*SOURCE RECORDS*.
§

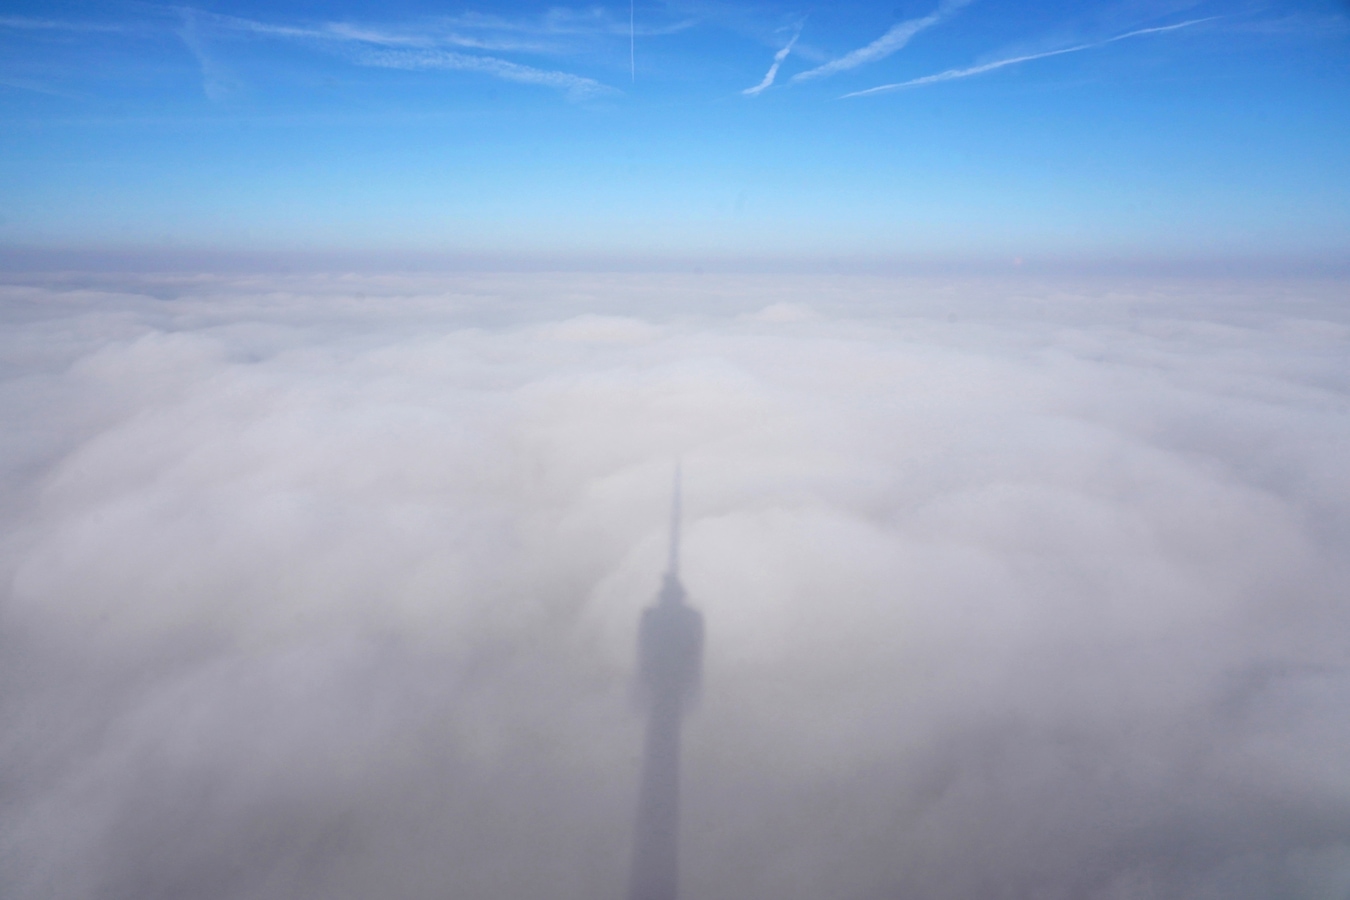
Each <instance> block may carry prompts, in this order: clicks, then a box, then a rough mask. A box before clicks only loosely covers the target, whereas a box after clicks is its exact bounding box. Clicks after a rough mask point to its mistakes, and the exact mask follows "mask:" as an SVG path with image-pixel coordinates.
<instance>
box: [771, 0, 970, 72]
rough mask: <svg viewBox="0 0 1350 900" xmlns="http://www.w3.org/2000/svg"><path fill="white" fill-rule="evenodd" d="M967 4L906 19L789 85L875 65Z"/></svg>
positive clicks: (941, 7)
mask: <svg viewBox="0 0 1350 900" xmlns="http://www.w3.org/2000/svg"><path fill="white" fill-rule="evenodd" d="M969 3H971V0H942V3H940V4H938V5H937V9H934V11H933V12H930V13H929V15H926V16H919V18H917V19H906V20H904V22H900V23H896V24H895V26H894V27H892V28H891V30H890V31H887V32H886V34H884V35H882V36H880V38H877V39H876V40H873V42H872V43H869V45H867V46H865V47H859V49H857V50H855V51H852V53H848V54H844V55H842V57H840V58H838V59H832V61H829V62H826V63H825V65H822V66H817V67H814V69H807V70H806V72H801V73H798V74H795V76H792V81H794V82H795V81H809V80H811V78H822V77H825V76H832V74H834V73H836V72H845V70H848V69H857V67H859V66H864V65H867V63H869V62H876V61H877V59H884V58H886V57H888V55H891V54H892V53H895V51H896V50H899V49H902V47H903V46H904V45H907V43H909V42H910V39H911V38H913V36H914V35H917V34H918V32H921V31H923V30H926V28H931V27H933V26H936V24H938V23H940V22H942V20H944V19H946V18H949V16H952V15H953V13H956V12H957V11H958V9H961V8H963V7H965V5H969Z"/></svg>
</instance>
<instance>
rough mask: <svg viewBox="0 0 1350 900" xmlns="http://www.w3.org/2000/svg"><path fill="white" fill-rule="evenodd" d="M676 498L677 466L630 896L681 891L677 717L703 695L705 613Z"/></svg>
mask: <svg viewBox="0 0 1350 900" xmlns="http://www.w3.org/2000/svg"><path fill="white" fill-rule="evenodd" d="M679 499H680V498H679V471H678V470H676V472H675V502H674V507H672V513H671V553H670V564H668V568H667V572H666V578H664V579H663V583H661V590H660V594H659V595H657V598H656V603H653V604H652V606H649V607H648V609H645V610H644V611H643V619H641V622H640V625H639V629H637V676H639V681H640V687H641V691H643V699H644V703H645V708H647V743H645V756H644V757H643V784H641V789H640V793H639V799H637V824H636V827H634V830H633V868H632V872H630V880H629V885H628V900H676V896H678V893H679V741H680V721H682V719H683V716H684V711H686V710H687V708H688V706H690V703H691V700H693V699H694V698H695V696H697V695H698V687H699V676H701V669H702V663H703V617H702V615H699V613H698V610H695V609H693V607H691V606H688V604H687V603H686V602H684V587H683V586H682V584H680V580H679V524H680V522H679V519H680V513H679Z"/></svg>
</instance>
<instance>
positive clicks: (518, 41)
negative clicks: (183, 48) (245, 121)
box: [184, 13, 616, 100]
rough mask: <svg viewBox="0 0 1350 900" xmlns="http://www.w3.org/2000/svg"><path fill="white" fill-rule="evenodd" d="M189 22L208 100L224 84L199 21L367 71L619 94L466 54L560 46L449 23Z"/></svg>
mask: <svg viewBox="0 0 1350 900" xmlns="http://www.w3.org/2000/svg"><path fill="white" fill-rule="evenodd" d="M185 22H186V23H188V24H186V26H185V30H184V40H185V42H188V43H189V47H190V49H192V50H193V53H194V54H196V55H197V57H198V59H200V61H201V63H202V74H204V78H205V80H207V93H208V96H212V92H213V90H217V92H219V85H217V84H216V80H213V74H212V73H213V61H212V58H211V57H209V55H208V54H207V53H205V51H204V49H202V47H201V42H200V38H198V35H197V23H198V22H209V23H211V24H212V26H215V27H219V28H221V30H227V31H234V32H236V34H250V35H258V36H265V38H275V39H282V40H300V42H308V43H317V45H320V46H324V47H327V49H329V50H336V51H340V53H343V54H344V55H346V57H347V58H348V59H351V61H352V62H355V63H356V65H362V66H373V67H381V69H406V70H418V69H423V70H425V69H440V70H450V72H475V73H481V74H486V76H490V77H494V78H501V80H502V81H512V82H516V84H529V85H539V86H544V88H553V89H556V90H562V92H563V93H566V94H567V97H568V99H572V100H580V99H586V97H594V96H598V94H603V93H616V89H613V88H610V86H607V85H603V84H601V82H599V81H597V80H594V78H587V77H585V76H576V74H572V73H568V72H558V70H551V69H541V67H537V66H531V65H525V63H520V62H512V61H509V59H501V58H498V57H490V55H483V54H477V53H462V50H490V51H517V53H536V54H537V53H549V51H555V50H558V47H553V46H549V45H543V43H537V42H529V40H520V39H491V38H479V36H474V35H464V34H462V32H460V31H455V30H451V28H448V27H445V22H444V20H443V22H440V23H437V24H435V27H425V28H420V30H414V28H409V27H396V28H377V27H367V26H358V24H352V23H342V22H332V23H320V24H313V26H290V24H273V23H265V22H258V20H255V19H244V18H239V16H227V15H219V13H185ZM464 22H468V23H479V22H487V20H486V19H467V20H464ZM491 22H495V20H491ZM498 31H501V28H498Z"/></svg>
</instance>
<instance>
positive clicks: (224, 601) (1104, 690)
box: [0, 275, 1350, 899]
mask: <svg viewBox="0 0 1350 900" xmlns="http://www.w3.org/2000/svg"><path fill="white" fill-rule="evenodd" d="M728 278H730V277H728ZM94 281H96V282H97V279H94ZM702 283H703V282H701V281H699V279H694V278H691V279H688V281H682V279H679V278H674V277H667V278H664V279H651V278H637V277H632V278H599V277H590V275H567V277H556V275H551V277H543V275H499V277H478V278H468V277H462V278H444V279H437V278H431V277H427V278H421V279H414V278H374V277H373V278H365V279H319V278H315V279H305V278H282V277H275V278H235V279H227V278H221V279H211V278H198V279H192V281H184V282H182V283H177V285H166V283H163V282H161V281H143V279H138V278H132V277H127V278H126V279H124V281H121V282H113V281H105V282H99V283H94V285H93V286H89V285H85V286H82V287H80V289H72V287H68V286H62V285H50V286H43V285H34V286H22V285H11V286H7V287H4V294H3V301H0V314H3V316H4V317H5V329H4V335H5V336H4V339H3V344H0V347H3V349H4V356H5V362H7V367H5V381H4V385H3V391H0V403H3V405H4V414H5V421H7V422H11V428H9V429H8V434H7V437H5V452H4V455H3V456H0V463H3V466H4V468H3V470H0V471H3V483H0V488H3V491H4V498H5V501H7V502H5V503H4V509H5V513H4V517H3V519H0V524H3V529H4V532H3V545H0V546H3V555H0V560H3V563H4V567H5V584H7V586H8V590H7V594H5V596H4V606H3V618H0V626H3V627H0V631H3V636H0V641H3V645H4V646H3V650H4V652H3V653H0V669H3V677H4V679H5V685H7V688H5V694H4V699H3V702H0V716H3V722H0V726H3V727H0V733H3V734H4V742H5V743H4V748H5V750H4V754H3V758H4V760H5V766H7V783H8V784H9V785H12V787H11V788H9V789H8V792H7V795H5V797H4V804H5V808H4V815H3V816H0V882H3V884H5V885H7V896H14V897H20V899H27V897H51V896H59V897H138V899H139V897H170V896H193V897H370V896H391V897H401V896H408V897H413V896H428V895H433V893H441V895H444V893H452V895H455V896H467V897H505V896H509V897H545V896H547V897H595V896H617V892H618V891H621V889H622V884H624V874H625V873H624V868H625V864H626V860H628V855H626V854H628V841H629V834H628V830H629V827H630V824H632V816H633V801H634V792H636V787H637V762H639V758H637V754H639V748H640V719H639V718H637V716H636V715H634V714H633V696H632V691H633V685H632V675H633V673H632V667H633V658H632V653H633V640H634V627H636V621H637V615H639V613H640V610H641V609H643V607H644V606H645V604H647V603H649V600H651V598H652V595H653V591H655V590H656V587H657V582H659V573H660V569H661V564H663V555H664V533H663V532H664V525H666V518H664V515H666V509H664V506H666V502H667V497H666V490H667V486H668V475H670V464H671V461H672V460H674V459H675V457H680V459H682V460H683V467H684V479H686V505H687V526H686V544H684V559H683V565H684V576H686V584H687V587H688V591H690V595H691V598H693V599H694V602H697V603H698V606H699V609H701V610H703V614H705V617H706V621H707V645H706V646H707V650H706V652H707V663H706V672H705V691H703V700H702V704H701V708H699V710H698V712H697V714H695V715H694V716H691V718H690V721H688V734H687V745H686V764H687V770H686V781H684V784H686V788H684V789H686V797H684V799H686V827H687V834H686V841H684V850H686V857H684V873H683V878H684V885H686V889H687V892H688V896H701V897H711V899H724V897H725V899H730V897H738V899H741V897H775V899H796V897H802V899H806V897H819V896H852V897H894V896H944V897H1029V896H1048V897H1100V899H1125V897H1149V896H1168V897H1207V896H1226V897H1253V899H1255V897H1270V896H1281V897H1308V899H1312V897H1319V899H1320V897H1339V896H1345V895H1346V893H1347V892H1350V827H1347V826H1346V822H1350V816H1347V812H1350V792H1347V791H1346V788H1345V780H1343V777H1342V772H1341V770H1342V768H1343V766H1342V757H1343V748H1345V745H1346V741H1347V737H1350V735H1347V733H1346V731H1347V729H1346V726H1345V716H1343V710H1345V706H1346V702H1347V700H1350V677H1347V672H1346V663H1345V660H1346V656H1345V646H1346V630H1347V618H1346V613H1345V599H1346V587H1347V583H1350V582H1347V572H1346V564H1345V561H1343V559H1342V557H1343V553H1342V549H1343V546H1345V541H1346V537H1347V536H1350V483H1347V482H1346V479H1345V476H1343V466H1342V461H1341V448H1343V447H1345V443H1346V437H1347V429H1350V425H1347V424H1346V416H1345V410H1346V403H1347V394H1350V378H1347V370H1346V366H1345V362H1343V360H1345V352H1343V351H1345V341H1346V340H1347V337H1350V327H1347V324H1346V321H1345V316H1343V312H1342V310H1341V309H1339V306H1338V305H1336V302H1335V301H1336V296H1335V290H1334V286H1326V285H1315V283H1308V285H1288V283H1287V285H1274V283H1264V285H1250V286H1234V285H1231V283H1206V282H1200V281H1191V282H1172V283H1164V282H1160V283H1154V285H1143V286H1139V285H1129V283H1092V282H1083V283H1068V282H1062V283H1045V285H1041V286H1029V285H1027V283H1026V282H1010V283H1006V285H1000V283H991V282H940V281H906V279H886V278H852V279H842V278H828V279H826V278H821V279H813V278H809V277H796V278H792V279H787V278H782V279H778V278H769V277H764V278H749V277H737V278H736V279H734V281H729V282H728V283H726V285H720V286H718V287H717V290H715V291H707V289H706V286H705V287H702V289H701V287H699V285H702ZM701 290H702V293H701ZM728 298H732V300H728Z"/></svg>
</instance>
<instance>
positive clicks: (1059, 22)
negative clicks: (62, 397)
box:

§

*WORK ITEM*.
Which lines of the listing above contain the word "positive"? Return each of them in full.

*YOUR RESPONSE*.
positive clicks: (941, 7)
positive clicks: (518, 41)
positive clicks: (224, 601) (1104, 690)
positive clicks: (1059, 22)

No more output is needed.